## Given task:
Please print every one of the entries below again, unchanged and line for line.

------ Records shown

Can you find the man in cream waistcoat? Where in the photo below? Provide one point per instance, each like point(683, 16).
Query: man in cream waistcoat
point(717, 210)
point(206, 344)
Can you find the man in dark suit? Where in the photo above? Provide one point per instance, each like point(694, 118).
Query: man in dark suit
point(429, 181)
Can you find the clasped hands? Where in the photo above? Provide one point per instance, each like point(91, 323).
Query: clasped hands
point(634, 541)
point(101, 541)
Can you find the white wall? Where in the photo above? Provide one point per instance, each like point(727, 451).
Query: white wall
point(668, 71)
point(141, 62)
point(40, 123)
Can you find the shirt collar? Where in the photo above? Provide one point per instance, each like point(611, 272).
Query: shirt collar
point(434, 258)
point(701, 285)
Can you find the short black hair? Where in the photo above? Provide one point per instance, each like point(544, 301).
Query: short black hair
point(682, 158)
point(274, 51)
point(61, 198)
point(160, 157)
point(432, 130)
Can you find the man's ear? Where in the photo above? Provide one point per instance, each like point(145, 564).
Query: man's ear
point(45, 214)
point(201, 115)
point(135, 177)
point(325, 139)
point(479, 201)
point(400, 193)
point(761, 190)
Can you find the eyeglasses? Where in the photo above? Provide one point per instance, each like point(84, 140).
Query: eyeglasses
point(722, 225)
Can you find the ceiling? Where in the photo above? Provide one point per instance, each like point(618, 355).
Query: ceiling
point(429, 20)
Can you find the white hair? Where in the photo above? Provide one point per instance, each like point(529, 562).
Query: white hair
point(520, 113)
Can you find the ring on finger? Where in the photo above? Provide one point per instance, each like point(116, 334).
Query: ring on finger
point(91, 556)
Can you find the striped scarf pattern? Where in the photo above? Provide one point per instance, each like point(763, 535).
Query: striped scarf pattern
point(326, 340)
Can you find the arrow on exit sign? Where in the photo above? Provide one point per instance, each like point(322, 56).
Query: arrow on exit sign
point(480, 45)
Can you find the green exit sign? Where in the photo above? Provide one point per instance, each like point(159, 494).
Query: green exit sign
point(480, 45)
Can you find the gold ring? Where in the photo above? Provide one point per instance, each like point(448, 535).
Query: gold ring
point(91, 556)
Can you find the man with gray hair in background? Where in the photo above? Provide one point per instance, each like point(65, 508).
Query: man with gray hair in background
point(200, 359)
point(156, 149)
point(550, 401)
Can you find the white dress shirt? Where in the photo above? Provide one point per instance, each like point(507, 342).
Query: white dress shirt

------------

## Answer in full:
Can you find the man in cream waistcoat? Where in the photo below? Provide one point per instance, each like point(683, 16).
Query: man in cream waistcoat
point(717, 210)
point(206, 344)
Can you find the man in dark suit? Where in the photo above? Provide one point per instance, each like point(694, 118).
Query: man in dark suit
point(429, 181)
Can you find the clasped hands? Where in the photo above? Provide one point per instance, each like point(91, 323).
Query: clasped hands
point(634, 541)
point(101, 541)
Can you find the white wall? Where in the photo above? Provide one point per instance, each like point(727, 451).
Query: white wall
point(668, 71)
point(141, 62)
point(40, 123)
Can you find the shirt collar? Where in the photo above? Provide one point per instance, each like point(611, 272).
Query: shirt collar
point(434, 258)
point(701, 285)
Can you find the short black hair? Where in the photo above? Provide one point per instance, each like point(544, 301).
Query: short black hair
point(682, 158)
point(274, 51)
point(61, 198)
point(160, 157)
point(432, 130)
Can you find the man's ear? Where in the photo above? Provide one point per instance, each like point(145, 564).
Query: man's ear
point(45, 214)
point(201, 115)
point(135, 177)
point(325, 139)
point(479, 201)
point(400, 193)
point(761, 190)
Can you find the eyeglasses? Where in the photo above? Provide one point per instance, each like point(84, 140).
Query: eyeglasses
point(722, 225)
Can you find the ceiling? Where in the photo above? Provide one point per instance, each like point(618, 355).
Query: ceiling
point(429, 20)
Can you find the white hair? Where in the photo above? Provide one point per instance, each like point(529, 562).
Query: white hair
point(520, 113)
Can you find the ring on finger? Where in the photo above? Provide one point per instance, each like point(116, 334).
Query: ring on finger
point(91, 556)
Can you find the striped scarf pattern? Where in the photo above? Provide one point per instance, each like point(763, 535).
Query: striped scarf pattern
point(326, 340)
Can you find the arrow on exit sign? Where in the photo above? Provide one point per instance, each like point(322, 56).
Query: arrow on exit sign
point(480, 45)
Can you find the green exit sign? Where in the photo above? Provide one point per instance, each like point(159, 494).
Query: green exit sign
point(480, 45)
Can you find the gold ring? Where in the photo above? Provide one point per instance, each like point(448, 535).
Query: gold ring
point(91, 556)
Can you find the man with gray hair in background? Where in the photo above? Provide one point per instance, each like point(65, 508).
Query: man with gray hair in background
point(200, 359)
point(156, 149)
point(550, 401)
Can you find the white dress shirt? Where in the photo above? Provide one point per instance, each like point(507, 342).
Query: white dress shirt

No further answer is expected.